Aim of the task
Give back the exact lines of the material below from the one containing "Target: brass planter" through the one containing "Target: shopper at stall", and no pictures.

Dataset records

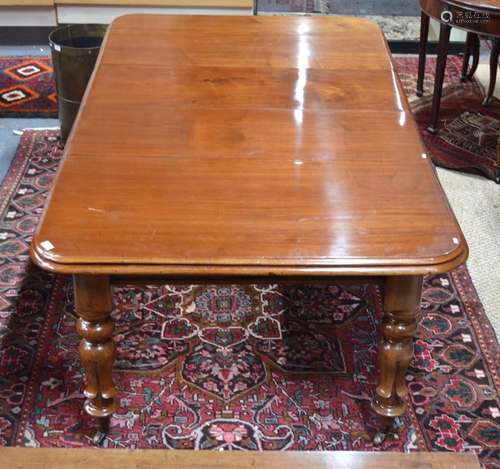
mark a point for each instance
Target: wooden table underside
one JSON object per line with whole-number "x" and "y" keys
{"x": 200, "y": 155}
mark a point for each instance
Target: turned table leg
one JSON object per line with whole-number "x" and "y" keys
{"x": 444, "y": 41}
{"x": 97, "y": 349}
{"x": 422, "y": 52}
{"x": 399, "y": 325}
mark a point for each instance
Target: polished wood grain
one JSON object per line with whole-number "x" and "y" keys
{"x": 197, "y": 147}
{"x": 200, "y": 156}
{"x": 247, "y": 4}
{"x": 40, "y": 458}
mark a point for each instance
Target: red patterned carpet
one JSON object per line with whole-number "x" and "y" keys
{"x": 27, "y": 87}
{"x": 233, "y": 367}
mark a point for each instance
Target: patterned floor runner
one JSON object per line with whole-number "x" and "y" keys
{"x": 232, "y": 367}
{"x": 27, "y": 87}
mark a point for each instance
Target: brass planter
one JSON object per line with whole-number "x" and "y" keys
{"x": 74, "y": 52}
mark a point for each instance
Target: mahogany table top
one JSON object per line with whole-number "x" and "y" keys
{"x": 246, "y": 145}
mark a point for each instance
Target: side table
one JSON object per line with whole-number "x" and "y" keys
{"x": 477, "y": 17}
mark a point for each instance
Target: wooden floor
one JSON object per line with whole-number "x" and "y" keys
{"x": 17, "y": 458}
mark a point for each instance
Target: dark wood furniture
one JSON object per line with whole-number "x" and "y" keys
{"x": 40, "y": 458}
{"x": 199, "y": 156}
{"x": 474, "y": 16}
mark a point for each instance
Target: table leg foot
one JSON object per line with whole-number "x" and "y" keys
{"x": 102, "y": 432}
{"x": 399, "y": 325}
{"x": 97, "y": 349}
{"x": 390, "y": 431}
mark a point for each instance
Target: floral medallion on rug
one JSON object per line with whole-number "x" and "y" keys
{"x": 226, "y": 367}
{"x": 468, "y": 132}
{"x": 27, "y": 87}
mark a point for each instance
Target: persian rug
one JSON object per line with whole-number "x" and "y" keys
{"x": 254, "y": 367}
{"x": 457, "y": 144}
{"x": 27, "y": 87}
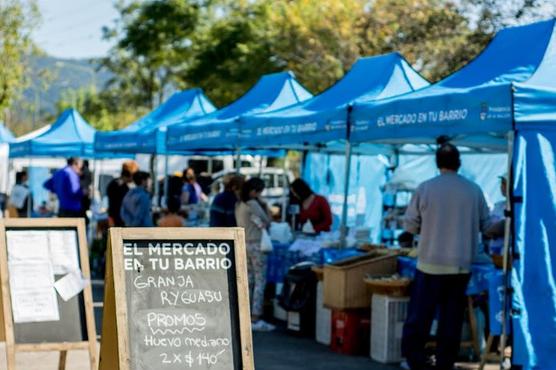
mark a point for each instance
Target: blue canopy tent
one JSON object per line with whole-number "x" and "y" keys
{"x": 6, "y": 135}
{"x": 69, "y": 136}
{"x": 148, "y": 134}
{"x": 502, "y": 101}
{"x": 218, "y": 131}
{"x": 322, "y": 122}
{"x": 324, "y": 119}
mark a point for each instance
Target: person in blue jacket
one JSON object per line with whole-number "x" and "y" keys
{"x": 136, "y": 206}
{"x": 66, "y": 184}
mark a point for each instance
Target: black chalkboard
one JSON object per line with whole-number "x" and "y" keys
{"x": 182, "y": 304}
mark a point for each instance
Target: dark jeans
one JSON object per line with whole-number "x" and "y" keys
{"x": 430, "y": 294}
{"x": 69, "y": 213}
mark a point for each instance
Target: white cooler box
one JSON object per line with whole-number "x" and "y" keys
{"x": 388, "y": 315}
{"x": 323, "y": 324}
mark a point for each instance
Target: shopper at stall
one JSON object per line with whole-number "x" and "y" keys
{"x": 313, "y": 207}
{"x": 21, "y": 195}
{"x": 222, "y": 209}
{"x": 448, "y": 212}
{"x": 191, "y": 191}
{"x": 116, "y": 191}
{"x": 65, "y": 183}
{"x": 136, "y": 205}
{"x": 253, "y": 215}
{"x": 172, "y": 218}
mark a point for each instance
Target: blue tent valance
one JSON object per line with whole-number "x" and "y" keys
{"x": 219, "y": 130}
{"x": 148, "y": 134}
{"x": 323, "y": 118}
{"x": 475, "y": 101}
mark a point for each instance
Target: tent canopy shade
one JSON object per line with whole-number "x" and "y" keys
{"x": 475, "y": 101}
{"x": 219, "y": 130}
{"x": 69, "y": 136}
{"x": 148, "y": 134}
{"x": 323, "y": 118}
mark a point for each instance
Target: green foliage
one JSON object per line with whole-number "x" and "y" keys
{"x": 224, "y": 46}
{"x": 153, "y": 43}
{"x": 16, "y": 23}
{"x": 102, "y": 110}
{"x": 231, "y": 54}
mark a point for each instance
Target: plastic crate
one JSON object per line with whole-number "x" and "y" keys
{"x": 388, "y": 315}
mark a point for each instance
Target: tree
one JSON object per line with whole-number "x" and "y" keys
{"x": 317, "y": 39}
{"x": 153, "y": 42}
{"x": 16, "y": 23}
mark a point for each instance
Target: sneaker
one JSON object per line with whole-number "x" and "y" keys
{"x": 261, "y": 325}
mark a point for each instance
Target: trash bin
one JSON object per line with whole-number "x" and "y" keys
{"x": 298, "y": 298}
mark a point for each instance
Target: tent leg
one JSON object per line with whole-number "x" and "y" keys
{"x": 507, "y": 245}
{"x": 92, "y": 222}
{"x": 154, "y": 169}
{"x": 165, "y": 202}
{"x": 30, "y": 201}
{"x": 343, "y": 225}
{"x": 238, "y": 161}
{"x": 286, "y": 182}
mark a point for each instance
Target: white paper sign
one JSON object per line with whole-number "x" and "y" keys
{"x": 71, "y": 285}
{"x": 25, "y": 245}
{"x": 32, "y": 292}
{"x": 63, "y": 251}
{"x": 18, "y": 196}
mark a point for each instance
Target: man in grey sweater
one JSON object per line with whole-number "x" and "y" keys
{"x": 448, "y": 212}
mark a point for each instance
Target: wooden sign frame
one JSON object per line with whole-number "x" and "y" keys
{"x": 114, "y": 350}
{"x": 7, "y": 328}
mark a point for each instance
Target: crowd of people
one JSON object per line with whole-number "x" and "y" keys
{"x": 239, "y": 204}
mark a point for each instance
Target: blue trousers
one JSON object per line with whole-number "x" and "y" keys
{"x": 432, "y": 294}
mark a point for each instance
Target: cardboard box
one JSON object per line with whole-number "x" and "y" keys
{"x": 344, "y": 287}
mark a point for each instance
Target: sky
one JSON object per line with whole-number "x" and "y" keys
{"x": 72, "y": 28}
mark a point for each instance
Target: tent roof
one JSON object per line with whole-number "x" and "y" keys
{"x": 6, "y": 135}
{"x": 323, "y": 118}
{"x": 146, "y": 134}
{"x": 69, "y": 136}
{"x": 219, "y": 130}
{"x": 474, "y": 101}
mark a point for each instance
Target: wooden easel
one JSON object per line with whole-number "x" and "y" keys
{"x": 6, "y": 318}
{"x": 114, "y": 350}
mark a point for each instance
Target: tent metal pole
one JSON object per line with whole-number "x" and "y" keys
{"x": 286, "y": 182}
{"x": 154, "y": 164}
{"x": 166, "y": 180}
{"x": 343, "y": 225}
{"x": 508, "y": 247}
{"x": 92, "y": 223}
{"x": 30, "y": 201}
{"x": 238, "y": 160}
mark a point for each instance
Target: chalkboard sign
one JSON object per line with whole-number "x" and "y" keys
{"x": 46, "y": 298}
{"x": 176, "y": 299}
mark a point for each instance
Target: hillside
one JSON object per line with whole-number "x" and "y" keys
{"x": 49, "y": 79}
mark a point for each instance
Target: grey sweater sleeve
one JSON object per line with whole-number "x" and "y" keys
{"x": 412, "y": 217}
{"x": 485, "y": 220}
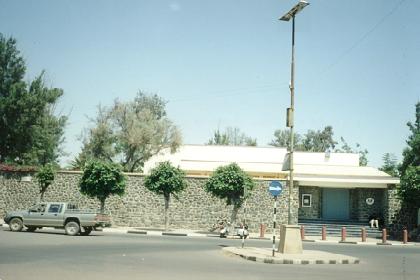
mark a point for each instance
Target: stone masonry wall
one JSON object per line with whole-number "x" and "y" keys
{"x": 195, "y": 209}
{"x": 360, "y": 210}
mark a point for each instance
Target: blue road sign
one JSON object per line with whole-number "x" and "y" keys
{"x": 275, "y": 188}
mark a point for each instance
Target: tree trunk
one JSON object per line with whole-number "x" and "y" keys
{"x": 167, "y": 198}
{"x": 233, "y": 217}
{"x": 102, "y": 206}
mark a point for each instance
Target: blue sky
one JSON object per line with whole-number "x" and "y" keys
{"x": 227, "y": 63}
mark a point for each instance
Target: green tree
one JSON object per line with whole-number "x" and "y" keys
{"x": 409, "y": 190}
{"x": 30, "y": 133}
{"x": 345, "y": 147}
{"x": 229, "y": 182}
{"x": 231, "y": 136}
{"x": 282, "y": 139}
{"x": 390, "y": 165}
{"x": 166, "y": 180}
{"x": 101, "y": 179}
{"x": 130, "y": 133}
{"x": 317, "y": 141}
{"x": 45, "y": 176}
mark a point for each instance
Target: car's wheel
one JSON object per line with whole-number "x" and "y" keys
{"x": 16, "y": 224}
{"x": 31, "y": 229}
{"x": 72, "y": 228}
{"x": 87, "y": 231}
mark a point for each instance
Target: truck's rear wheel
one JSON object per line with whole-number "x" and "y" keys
{"x": 87, "y": 231}
{"x": 16, "y": 224}
{"x": 72, "y": 228}
{"x": 31, "y": 229}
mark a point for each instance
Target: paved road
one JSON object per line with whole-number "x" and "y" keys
{"x": 52, "y": 255}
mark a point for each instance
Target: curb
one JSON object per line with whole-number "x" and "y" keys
{"x": 292, "y": 259}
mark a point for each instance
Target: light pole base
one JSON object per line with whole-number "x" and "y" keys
{"x": 290, "y": 240}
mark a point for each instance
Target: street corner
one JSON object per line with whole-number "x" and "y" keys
{"x": 263, "y": 255}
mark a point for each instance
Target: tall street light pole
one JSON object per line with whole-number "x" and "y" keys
{"x": 290, "y": 111}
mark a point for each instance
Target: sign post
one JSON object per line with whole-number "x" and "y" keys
{"x": 275, "y": 189}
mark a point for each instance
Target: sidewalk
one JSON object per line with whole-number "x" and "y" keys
{"x": 198, "y": 233}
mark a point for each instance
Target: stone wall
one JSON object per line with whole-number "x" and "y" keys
{"x": 139, "y": 207}
{"x": 360, "y": 210}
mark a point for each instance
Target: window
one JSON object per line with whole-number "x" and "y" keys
{"x": 306, "y": 200}
{"x": 54, "y": 208}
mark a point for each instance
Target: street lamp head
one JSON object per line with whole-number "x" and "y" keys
{"x": 296, "y": 9}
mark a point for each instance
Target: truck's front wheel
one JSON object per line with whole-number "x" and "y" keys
{"x": 16, "y": 224}
{"x": 72, "y": 228}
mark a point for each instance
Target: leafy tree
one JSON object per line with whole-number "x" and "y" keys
{"x": 229, "y": 182}
{"x": 166, "y": 180}
{"x": 345, "y": 147}
{"x": 409, "y": 190}
{"x": 317, "y": 141}
{"x": 231, "y": 136}
{"x": 30, "y": 133}
{"x": 130, "y": 133}
{"x": 101, "y": 179}
{"x": 390, "y": 165}
{"x": 282, "y": 139}
{"x": 45, "y": 176}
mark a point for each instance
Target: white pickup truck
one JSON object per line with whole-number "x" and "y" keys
{"x": 57, "y": 215}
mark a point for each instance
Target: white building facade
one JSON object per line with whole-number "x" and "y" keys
{"x": 331, "y": 186}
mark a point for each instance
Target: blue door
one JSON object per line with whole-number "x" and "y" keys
{"x": 335, "y": 204}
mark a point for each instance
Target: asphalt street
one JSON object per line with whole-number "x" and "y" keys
{"x": 53, "y": 255}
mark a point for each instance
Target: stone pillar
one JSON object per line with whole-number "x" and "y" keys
{"x": 393, "y": 204}
{"x": 290, "y": 240}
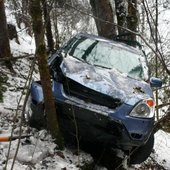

Solution
Target: brass planter
one JSON object per line with whole-number "x" and "y" keys
{"x": 74, "y": 52}
mark a point for each instance
Target: mahogany table top
one JSON object per line with whole-number "x" and "y" keys
{"x": 246, "y": 145}
mark a point for each instance
Target: side table
one JSON object per line with whole-number "x" and "y" keys
{"x": 477, "y": 17}
mark a point for each instance
Target: wooden floor
one JSON object per line with whole-number "x" and "y" keys
{"x": 17, "y": 458}
mark a point for each instance
Target: dark wood furniture
one JSON object per line with whole-number "x" and "y" keys
{"x": 40, "y": 458}
{"x": 199, "y": 156}
{"x": 474, "y": 16}
mark a point for each instance
Target: table leg foot
one JSON object per line with whole-number "x" and "y" keys
{"x": 102, "y": 432}
{"x": 399, "y": 325}
{"x": 97, "y": 349}
{"x": 390, "y": 431}
mark a point for each instance
Target: floral medallion on rug
one JSON object per line with whole-number "x" and "y" keys
{"x": 226, "y": 367}
{"x": 468, "y": 132}
{"x": 27, "y": 87}
mark a point for each instance
Target: persian rug
one JSON object per line with whole-number "x" and "y" keys
{"x": 254, "y": 367}
{"x": 457, "y": 144}
{"x": 27, "y": 87}
mark a point for each instance
Target: blue canopy tent
one JSON object per line with whole-number "x" and "y" keys
{"x": 6, "y": 135}
{"x": 69, "y": 136}
{"x": 148, "y": 134}
{"x": 502, "y": 101}
{"x": 218, "y": 131}
{"x": 322, "y": 122}
{"x": 324, "y": 119}
mark a point for each instance
Target: person in blue jacket
one JSON object per line with whole-number "x" and "y" keys
{"x": 136, "y": 206}
{"x": 66, "y": 184}
mark a point for each instance
Target: black chalkboard
one JSON object per line with whole-number "x" and "y" keys
{"x": 182, "y": 304}
mark a point for each instance
Target: dark jeans
one JSON object per line with whole-number "x" and "y" keys
{"x": 430, "y": 294}
{"x": 69, "y": 213}
mark a point for each instance
Target: white cooler box
one JSON object per line with whole-number "x" and "y" keys
{"x": 388, "y": 315}
{"x": 323, "y": 324}
mark a point for each instance
Target: shopper at stall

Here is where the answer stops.